▶ [Entries provided]:
— begin —

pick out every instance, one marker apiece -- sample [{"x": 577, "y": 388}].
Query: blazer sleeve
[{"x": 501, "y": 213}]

— end —
— begin —

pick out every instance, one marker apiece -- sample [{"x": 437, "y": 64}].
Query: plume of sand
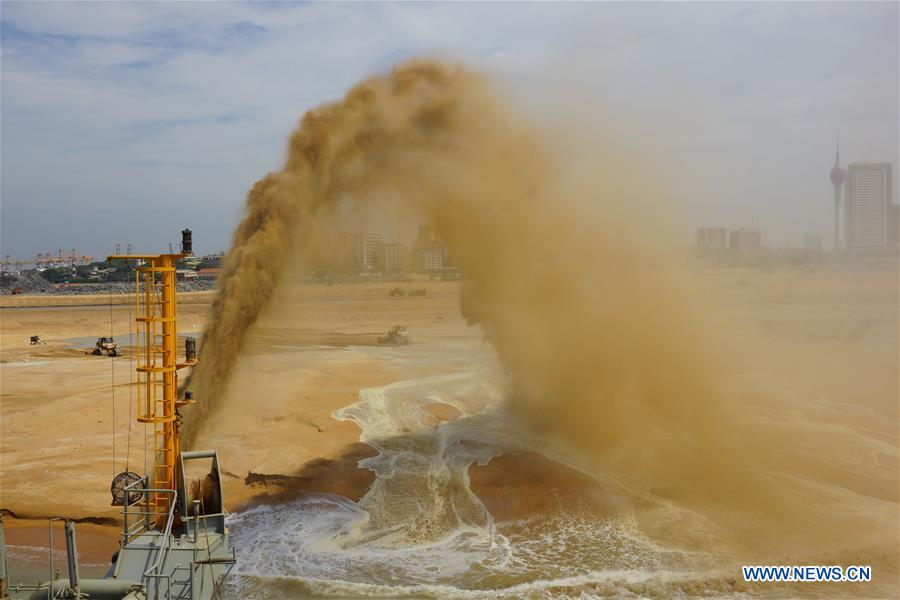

— end —

▶ [Set task]:
List every line above that contains the string "sample".

▶ [Written answer]:
pick out every instance, one marker apiece -- sample [{"x": 577, "y": 388}].
pick out every instance, one marker apiece -- sample [{"x": 437, "y": 64}].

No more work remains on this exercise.